* [Input data]
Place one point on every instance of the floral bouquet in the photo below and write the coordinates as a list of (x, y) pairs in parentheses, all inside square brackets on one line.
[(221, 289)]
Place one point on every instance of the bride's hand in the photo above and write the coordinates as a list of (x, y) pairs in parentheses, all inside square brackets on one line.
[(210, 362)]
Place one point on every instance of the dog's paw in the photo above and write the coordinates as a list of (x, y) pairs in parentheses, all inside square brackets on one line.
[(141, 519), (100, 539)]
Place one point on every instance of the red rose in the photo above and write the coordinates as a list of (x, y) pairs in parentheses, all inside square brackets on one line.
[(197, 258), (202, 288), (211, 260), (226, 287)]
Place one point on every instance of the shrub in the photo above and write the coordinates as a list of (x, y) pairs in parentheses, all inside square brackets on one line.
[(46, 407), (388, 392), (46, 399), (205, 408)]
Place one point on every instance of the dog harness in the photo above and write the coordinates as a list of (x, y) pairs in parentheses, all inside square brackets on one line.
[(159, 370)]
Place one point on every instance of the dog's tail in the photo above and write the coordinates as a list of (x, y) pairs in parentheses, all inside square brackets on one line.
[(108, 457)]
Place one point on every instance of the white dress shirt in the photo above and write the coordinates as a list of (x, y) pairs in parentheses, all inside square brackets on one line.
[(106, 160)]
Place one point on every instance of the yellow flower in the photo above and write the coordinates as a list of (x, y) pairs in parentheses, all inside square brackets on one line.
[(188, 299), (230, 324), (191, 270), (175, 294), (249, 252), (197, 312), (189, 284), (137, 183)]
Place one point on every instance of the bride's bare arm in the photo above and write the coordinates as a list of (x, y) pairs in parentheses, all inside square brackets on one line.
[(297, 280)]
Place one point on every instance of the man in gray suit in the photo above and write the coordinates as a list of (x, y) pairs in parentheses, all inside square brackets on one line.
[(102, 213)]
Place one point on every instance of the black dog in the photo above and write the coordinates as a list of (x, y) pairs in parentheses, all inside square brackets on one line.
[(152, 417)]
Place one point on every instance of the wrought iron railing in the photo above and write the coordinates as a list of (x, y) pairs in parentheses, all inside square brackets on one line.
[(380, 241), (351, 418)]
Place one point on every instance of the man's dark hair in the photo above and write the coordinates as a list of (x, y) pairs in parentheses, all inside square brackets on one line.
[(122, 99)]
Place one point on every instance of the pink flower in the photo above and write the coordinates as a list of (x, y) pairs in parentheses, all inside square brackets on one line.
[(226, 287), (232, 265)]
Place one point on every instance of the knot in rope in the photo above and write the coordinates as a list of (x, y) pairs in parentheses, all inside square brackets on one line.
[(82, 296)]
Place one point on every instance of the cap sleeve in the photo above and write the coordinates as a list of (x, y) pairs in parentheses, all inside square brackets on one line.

* [Task description]
Set down the whole of the material, exactly.

* [Output of the task]
Place one point on every instance of the floral bouquet in the photo below and write the coordinates as a list of (x, y) pairs in parentheses, all inside square brackets on one line.
[(221, 289)]
Place one point on every instance of the bride's hand in the photo above and write the coordinates as a list of (x, y) pairs in parentheses, all inside square brackets on one line.
[(210, 362)]
Place one point on every instance of the dog's paw in the photo above and write the coordinates as a list of (x, y) pairs in parentheses, all inside square brackets on one line.
[(141, 519), (100, 539)]
Place one point on every instance of the red rose in the photo above and write the coordinates as a list of (x, y) pairs in parentheses, all inside square brackets on one line.
[(197, 258), (202, 288), (211, 260), (226, 287)]
Place one point on every instance of the shrub in the photo above and write the coordinates as a list of (x, y) pairs in parentheses, all inside square brackets on one line.
[(46, 407), (388, 392), (46, 399), (205, 408)]
Place one point on every instance of the dog harness in the photo above and write the coordinates as a list of (x, y) pairs in parentheses, all inside square brackets on one line.
[(159, 370)]
Place one point on every instance of the dog's tail in the photo above and write the coordinates as a list of (x, y) pairs in parentheses, all inside square brackets on one line.
[(108, 457)]
Place one point on every instance of the white dress shirt in the photo above and write the coordinates as a list of (x, y) pairs in parentheses, all inside square brackets on one line.
[(106, 160)]
Place one point on every instance of the yellow flower in the photo above and write the coordinates as a list of (x, y) pairs in parentheses, all inside square brackets on one line.
[(188, 299), (230, 324), (191, 270), (175, 294), (249, 252), (197, 312), (189, 284), (137, 183)]
Place one point on every instance of the bride's bare arm in the photo above and write the coordinates as a list of (x, y) pairs in parentheses, all inside square brackets on one line.
[(297, 280)]
Place one point on every instance of the man in gray suit in the photo above and write the coordinates as a list of (x, y) pairs in parentheses, all inside square brackets on one line.
[(102, 213)]
Place one point on every instance of the black dog in the photo above and write the coordinates as a list of (x, y) pairs in parentheses, all inside square brackets on one line.
[(152, 417)]
Place one point on every instance of the wrought iron railing in the photo above and write the coordinates as a list of (x, y) pairs in parentheses, all inside square brackets on one line.
[(380, 241), (351, 418)]
Place one point on every instance of the man's dark hair in the photo above and write the coordinates as a list of (x, y) pairs in parentheses, all inside square brackets on one line.
[(122, 99)]
Place one point on every instance of the pink flower in the photo above and write the coordinates as a list of (x, y) pairs in parentheses, all inside square brackets on one line.
[(226, 287), (232, 265)]
Place one point on every instance of the knot in rope in the photo above and write the coordinates as a list of (x, y) pairs in parentheses, all inside square brackets on one line.
[(82, 296)]
Place one point on every instance of the cap sleeve in the photo above and write the coordinates as a list of (x, y) pairs in parentheses, all inside square brackets on one line.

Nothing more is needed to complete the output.